> **YOUR INSTRUCTIONS**: Below are records; count the lines that contain "pixel" and give only the total.

> **EXCERPTED RECORDS**:
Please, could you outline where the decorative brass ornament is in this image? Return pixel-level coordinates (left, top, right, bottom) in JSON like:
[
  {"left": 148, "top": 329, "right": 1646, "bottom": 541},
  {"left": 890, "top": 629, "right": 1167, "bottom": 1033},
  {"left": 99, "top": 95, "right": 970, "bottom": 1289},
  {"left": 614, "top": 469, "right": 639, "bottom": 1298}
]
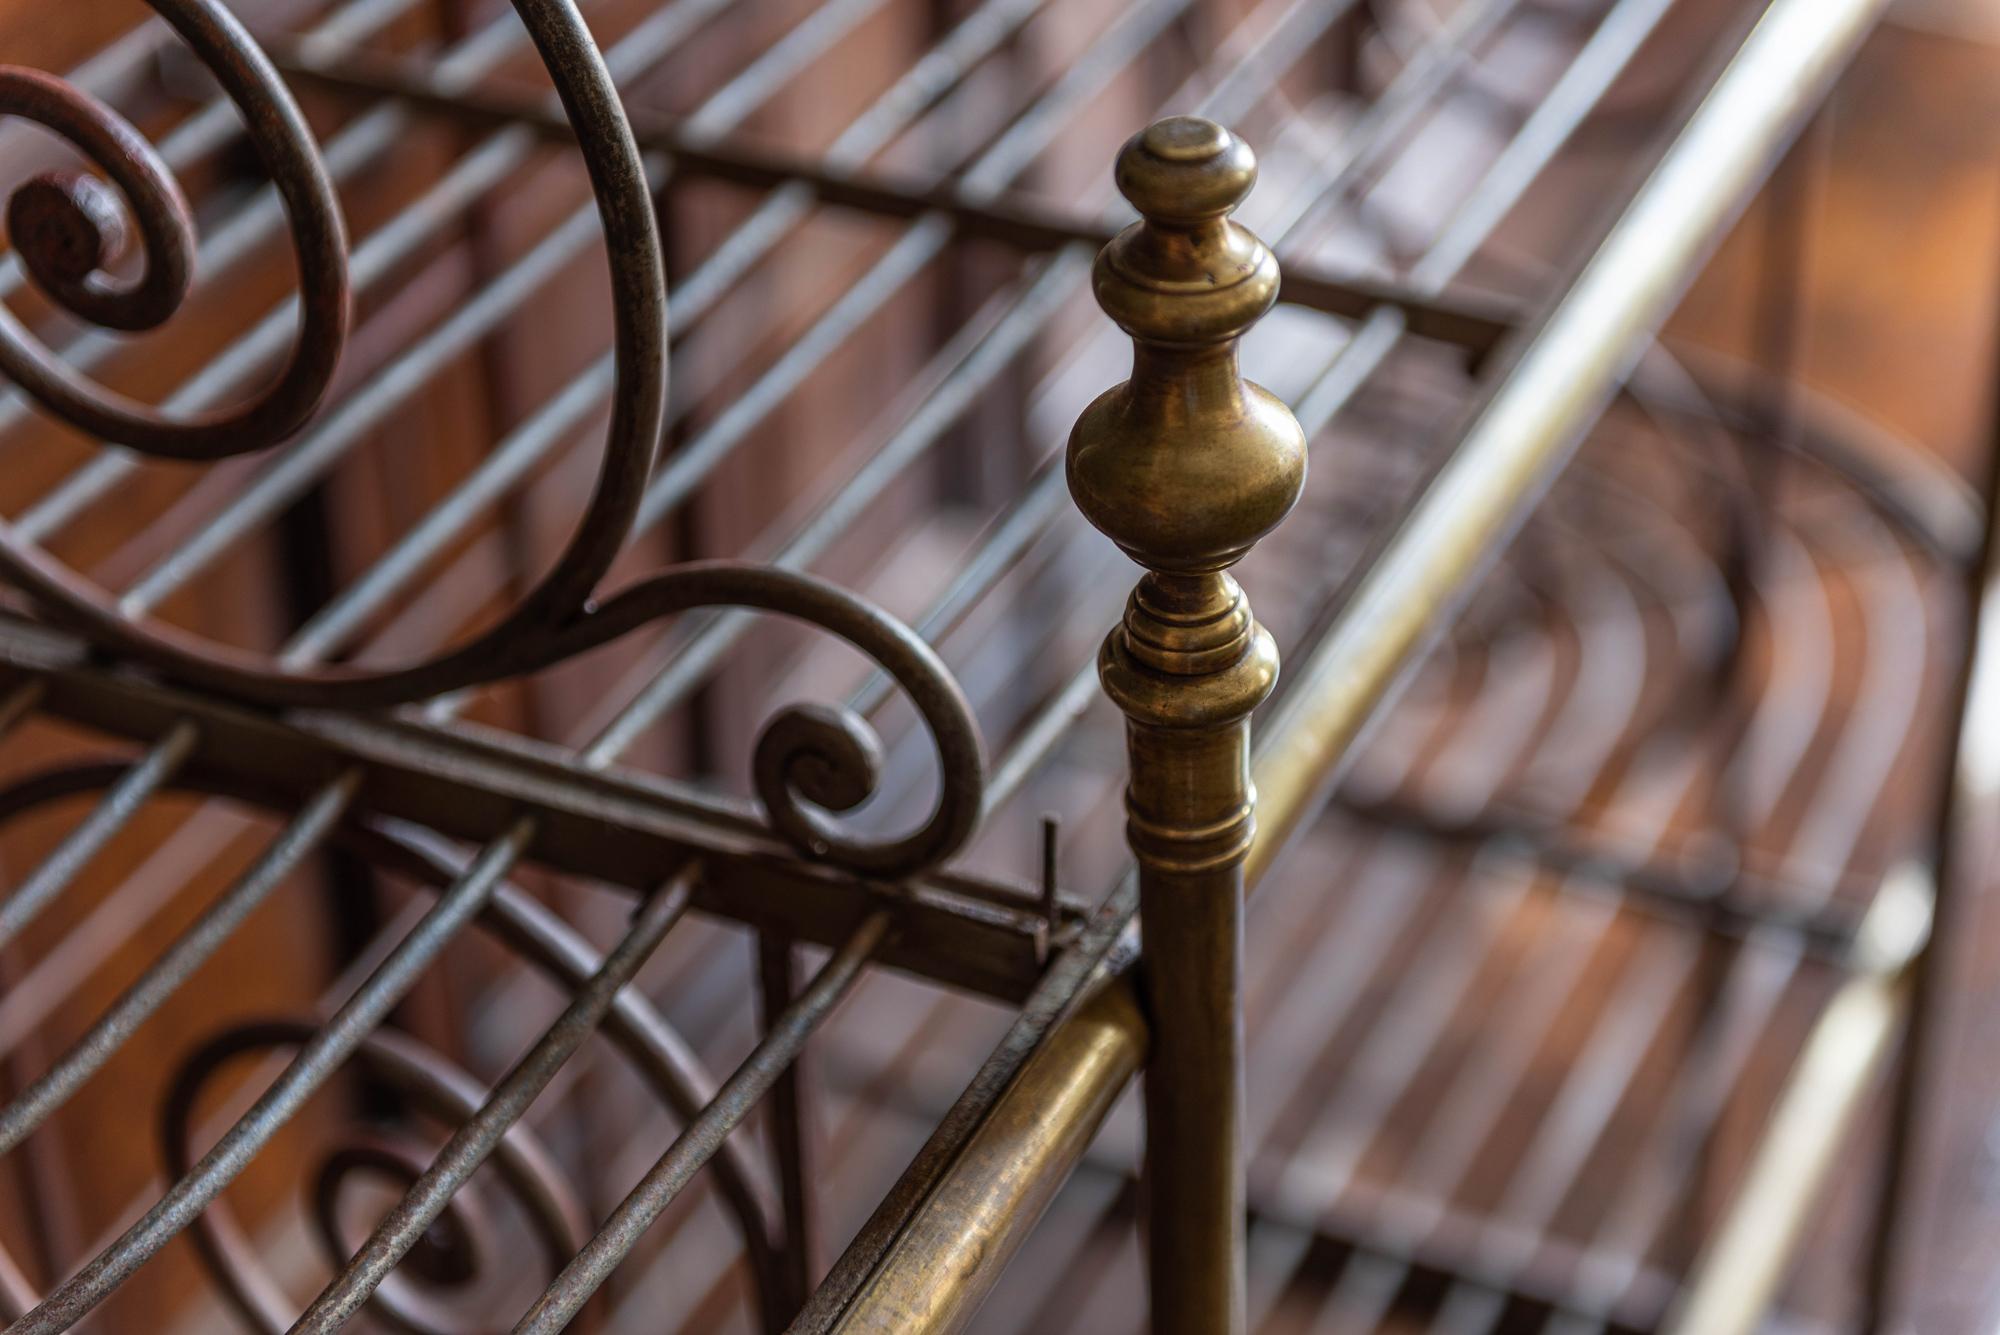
[{"left": 1067, "top": 115, "right": 1304, "bottom": 1335}]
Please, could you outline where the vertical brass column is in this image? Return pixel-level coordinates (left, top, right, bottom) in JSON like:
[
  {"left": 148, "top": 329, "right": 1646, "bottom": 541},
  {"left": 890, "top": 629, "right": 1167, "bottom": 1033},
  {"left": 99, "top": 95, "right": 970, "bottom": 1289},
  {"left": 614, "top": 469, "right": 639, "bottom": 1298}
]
[{"left": 1067, "top": 117, "right": 1305, "bottom": 1334}]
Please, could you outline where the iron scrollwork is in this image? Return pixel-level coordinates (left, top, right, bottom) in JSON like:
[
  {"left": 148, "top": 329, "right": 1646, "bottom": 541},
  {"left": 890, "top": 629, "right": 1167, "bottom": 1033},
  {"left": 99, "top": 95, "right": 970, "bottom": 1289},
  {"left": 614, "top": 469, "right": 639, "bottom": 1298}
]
[
  {"left": 0, "top": 762, "right": 795, "bottom": 1332},
  {"left": 0, "top": 0, "right": 985, "bottom": 880}
]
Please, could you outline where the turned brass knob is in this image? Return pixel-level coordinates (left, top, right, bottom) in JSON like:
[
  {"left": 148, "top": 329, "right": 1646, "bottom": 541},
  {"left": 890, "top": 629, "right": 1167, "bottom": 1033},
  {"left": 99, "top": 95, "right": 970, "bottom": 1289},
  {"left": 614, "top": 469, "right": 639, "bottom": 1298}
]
[{"left": 1067, "top": 116, "right": 1305, "bottom": 576}]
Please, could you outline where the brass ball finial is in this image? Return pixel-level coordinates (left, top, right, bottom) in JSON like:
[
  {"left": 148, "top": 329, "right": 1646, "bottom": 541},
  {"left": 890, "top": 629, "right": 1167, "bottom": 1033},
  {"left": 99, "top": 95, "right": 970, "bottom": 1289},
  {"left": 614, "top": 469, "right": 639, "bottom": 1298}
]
[
  {"left": 1115, "top": 116, "right": 1256, "bottom": 225},
  {"left": 1068, "top": 118, "right": 1305, "bottom": 576}
]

> **FINISHED EXERCISE**: 5